*EXERCISE DESCRIPTION*. In full and without deviation, reproduce the records that follow.

*EXERCISE MATERIAL*.
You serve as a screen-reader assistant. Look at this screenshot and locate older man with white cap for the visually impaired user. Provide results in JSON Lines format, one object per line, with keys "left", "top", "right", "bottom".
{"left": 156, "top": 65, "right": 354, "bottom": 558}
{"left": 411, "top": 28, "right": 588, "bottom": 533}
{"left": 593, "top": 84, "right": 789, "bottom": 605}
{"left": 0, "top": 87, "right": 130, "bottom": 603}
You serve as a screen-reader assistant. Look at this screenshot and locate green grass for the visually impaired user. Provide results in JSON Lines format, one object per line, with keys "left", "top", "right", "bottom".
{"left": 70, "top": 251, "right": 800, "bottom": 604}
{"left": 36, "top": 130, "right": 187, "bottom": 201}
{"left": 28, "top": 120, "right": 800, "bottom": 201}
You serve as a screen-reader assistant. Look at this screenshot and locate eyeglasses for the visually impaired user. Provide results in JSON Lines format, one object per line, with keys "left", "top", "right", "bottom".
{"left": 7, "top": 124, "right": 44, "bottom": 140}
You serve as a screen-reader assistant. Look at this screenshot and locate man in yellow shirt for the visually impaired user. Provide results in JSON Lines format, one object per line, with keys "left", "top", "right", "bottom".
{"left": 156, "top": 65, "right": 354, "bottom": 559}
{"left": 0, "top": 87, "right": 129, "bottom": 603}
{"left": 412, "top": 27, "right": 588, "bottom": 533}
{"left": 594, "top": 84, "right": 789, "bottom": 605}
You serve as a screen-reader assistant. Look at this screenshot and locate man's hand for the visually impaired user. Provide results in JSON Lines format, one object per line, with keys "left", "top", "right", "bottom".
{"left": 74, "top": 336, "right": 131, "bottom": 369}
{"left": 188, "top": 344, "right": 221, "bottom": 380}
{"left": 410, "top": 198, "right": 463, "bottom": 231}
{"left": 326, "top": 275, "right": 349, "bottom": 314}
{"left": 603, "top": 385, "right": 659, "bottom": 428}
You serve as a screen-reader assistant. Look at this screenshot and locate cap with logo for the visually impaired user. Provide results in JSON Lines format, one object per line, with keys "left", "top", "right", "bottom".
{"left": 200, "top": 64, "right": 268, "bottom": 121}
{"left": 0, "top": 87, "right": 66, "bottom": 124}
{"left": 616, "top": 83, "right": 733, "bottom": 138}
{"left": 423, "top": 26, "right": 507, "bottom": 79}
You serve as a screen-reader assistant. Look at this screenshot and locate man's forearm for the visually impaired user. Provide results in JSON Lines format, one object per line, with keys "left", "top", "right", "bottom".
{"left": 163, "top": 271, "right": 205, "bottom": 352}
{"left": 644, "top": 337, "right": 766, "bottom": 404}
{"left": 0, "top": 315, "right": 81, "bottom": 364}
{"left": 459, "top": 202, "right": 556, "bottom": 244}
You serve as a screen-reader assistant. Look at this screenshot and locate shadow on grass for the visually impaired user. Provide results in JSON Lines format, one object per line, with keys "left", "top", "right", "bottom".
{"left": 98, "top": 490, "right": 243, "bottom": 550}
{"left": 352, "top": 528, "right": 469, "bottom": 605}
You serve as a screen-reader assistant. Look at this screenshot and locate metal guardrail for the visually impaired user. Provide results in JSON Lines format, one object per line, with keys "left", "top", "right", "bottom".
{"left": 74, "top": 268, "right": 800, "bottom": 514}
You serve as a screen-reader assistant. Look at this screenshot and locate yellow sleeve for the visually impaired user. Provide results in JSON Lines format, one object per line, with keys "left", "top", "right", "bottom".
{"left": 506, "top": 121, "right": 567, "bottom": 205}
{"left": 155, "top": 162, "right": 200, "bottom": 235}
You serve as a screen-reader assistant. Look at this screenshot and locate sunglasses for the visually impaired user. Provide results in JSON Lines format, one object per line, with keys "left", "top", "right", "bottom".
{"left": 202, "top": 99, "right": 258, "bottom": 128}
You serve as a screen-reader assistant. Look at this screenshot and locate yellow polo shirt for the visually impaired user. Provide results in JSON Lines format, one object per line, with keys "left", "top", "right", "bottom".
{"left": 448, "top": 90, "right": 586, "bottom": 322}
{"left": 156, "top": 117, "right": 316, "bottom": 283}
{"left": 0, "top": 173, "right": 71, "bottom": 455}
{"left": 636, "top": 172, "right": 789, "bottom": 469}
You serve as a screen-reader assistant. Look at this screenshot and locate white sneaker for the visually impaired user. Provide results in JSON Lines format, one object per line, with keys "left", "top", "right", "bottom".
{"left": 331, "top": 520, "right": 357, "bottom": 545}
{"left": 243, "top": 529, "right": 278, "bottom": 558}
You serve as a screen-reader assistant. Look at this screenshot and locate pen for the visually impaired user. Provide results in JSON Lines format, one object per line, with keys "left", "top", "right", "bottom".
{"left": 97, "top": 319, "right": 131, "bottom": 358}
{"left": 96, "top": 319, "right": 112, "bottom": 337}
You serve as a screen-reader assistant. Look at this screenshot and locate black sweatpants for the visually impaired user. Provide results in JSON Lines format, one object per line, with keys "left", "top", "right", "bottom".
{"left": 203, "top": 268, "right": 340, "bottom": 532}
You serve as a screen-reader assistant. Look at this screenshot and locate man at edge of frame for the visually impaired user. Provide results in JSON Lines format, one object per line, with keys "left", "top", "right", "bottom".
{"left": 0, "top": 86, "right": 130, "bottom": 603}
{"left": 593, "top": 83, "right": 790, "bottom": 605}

*RESPONSE AREA*.
You serve as a screen-reader assistant. Look at this screenshot and locate older man with white cap for the visually impaired user. Provide results in JSON Lines format, one object per line, with keys "left", "top", "right", "bottom".
{"left": 156, "top": 65, "right": 354, "bottom": 558}
{"left": 411, "top": 28, "right": 588, "bottom": 533}
{"left": 593, "top": 84, "right": 789, "bottom": 605}
{"left": 0, "top": 87, "right": 130, "bottom": 603}
You serve as a screen-reader assistant. Look at this screenshot and locate green grass for the visually impaired user. Provide results in JSON Lines format, one object per line, with keys "left", "top", "right", "bottom".
{"left": 70, "top": 251, "right": 800, "bottom": 604}
{"left": 36, "top": 130, "right": 187, "bottom": 201}
{"left": 28, "top": 120, "right": 800, "bottom": 201}
You serve as a screen-reader assistant. Look at this screenshot and locate eyeglasses for the visually impaired user. Provide results in JSON Lines format, one object per line, with keys "left", "top", "right", "bottom".
{"left": 7, "top": 124, "right": 44, "bottom": 140}
You serve as a screen-reader assistant. Look at this screenshot and locate man in yellow shirt for the visually impaired user. Provide results in JSON Lines format, one object per line, with keys "left", "top", "right", "bottom".
{"left": 156, "top": 65, "right": 354, "bottom": 559}
{"left": 0, "top": 87, "right": 129, "bottom": 603}
{"left": 412, "top": 27, "right": 588, "bottom": 533}
{"left": 594, "top": 84, "right": 789, "bottom": 605}
You serve as a screen-reader assistant. Look at this screenshot and locate man's hand for the visually impaired user. Provide results in JSON Lines format, one object per line, with keys "left", "top", "right", "bottom".
{"left": 74, "top": 336, "right": 131, "bottom": 369}
{"left": 188, "top": 344, "right": 221, "bottom": 380}
{"left": 410, "top": 198, "right": 463, "bottom": 231}
{"left": 326, "top": 275, "right": 349, "bottom": 314}
{"left": 603, "top": 385, "right": 659, "bottom": 428}
You serve as a screen-reader assistant. Look at this screenshot and locate cap with logo for the visually impaired user. Provide results in JSON Lines format, one object per line, with keys "left", "top", "right", "bottom".
{"left": 200, "top": 64, "right": 268, "bottom": 121}
{"left": 0, "top": 87, "right": 66, "bottom": 124}
{"left": 616, "top": 83, "right": 733, "bottom": 138}
{"left": 423, "top": 26, "right": 507, "bottom": 79}
You serve as a screen-reader assistant. Look at this screenshot and locate man's forearm for the visually impaired user. Provide results in JSON Lines format, one object per line, with keys "left", "top", "right", "bottom".
{"left": 163, "top": 271, "right": 205, "bottom": 352}
{"left": 644, "top": 337, "right": 766, "bottom": 404}
{"left": 0, "top": 315, "right": 81, "bottom": 364}
{"left": 459, "top": 202, "right": 556, "bottom": 244}
You serve as a screen-reader assistant. Look at this screenshot and locate shadow on grass for the visually impaired user. Provide results in JSON Lines format, one object per line, with keys "left", "top", "right", "bottom".
{"left": 98, "top": 490, "right": 243, "bottom": 550}
{"left": 352, "top": 528, "right": 469, "bottom": 605}
You serve as a screen-reader assistant. Look at this screenshot and locate metal guardrail for the visually impaired user. Provide results in JSON Lines format, one object per line, with keys "left", "top", "right", "bottom".
{"left": 74, "top": 268, "right": 800, "bottom": 514}
You serve as a screen-reader assistant. Look at this screenshot and locate yellow sleeve for the visually impaired user. Provide results in JSON Lines format, one object per line, with keys "left", "top", "right", "bottom".
{"left": 506, "top": 121, "right": 567, "bottom": 205}
{"left": 155, "top": 162, "right": 200, "bottom": 235}
You serve as a screen-reader assistant. Look at this screenshot and locate sunglasses for the visually impaired user. Provide results in JSON Lines format, one object per line, with keys "left", "top", "right", "bottom".
{"left": 202, "top": 99, "right": 258, "bottom": 128}
You serve as a screen-reader assistant. Look at this screenshot and locate yellow polo shirt for the visually impaired user. Provide results in JSON Lines format, one object per line, with keys "left", "top", "right", "bottom".
{"left": 448, "top": 90, "right": 586, "bottom": 322}
{"left": 156, "top": 117, "right": 316, "bottom": 283}
{"left": 0, "top": 173, "right": 71, "bottom": 455}
{"left": 636, "top": 172, "right": 789, "bottom": 469}
You serve as a screen-reader assistant. Look at this screenshot and locate white sneaker for the visually impaired user. Provide results in JSON Lines format, one object per line, with keys "left", "top", "right", "bottom".
{"left": 331, "top": 520, "right": 357, "bottom": 545}
{"left": 243, "top": 529, "right": 278, "bottom": 558}
You serve as a screen-reader assistant. Look at this screenshot and locate pen for the visually impaired user. Provide results in JSON Lines format, one object per line, with keys "left", "top", "right", "bottom".
{"left": 97, "top": 319, "right": 131, "bottom": 358}
{"left": 96, "top": 319, "right": 112, "bottom": 337}
You serve as a screen-reader assistant. Look at this screenshot and locate black sweatpants for the visually impaired user. Provide results in JSON Lines format, one object per line, with keys "left", "top", "right", "bottom".
{"left": 203, "top": 268, "right": 340, "bottom": 532}
You serve as a screen-reader assistant. Look at this screenshot and locate man at edge of frame for the visually impaired user. Provide results in JSON Lines format, one object per line, with keys "left", "top", "right", "bottom".
{"left": 0, "top": 86, "right": 130, "bottom": 603}
{"left": 593, "top": 83, "right": 790, "bottom": 605}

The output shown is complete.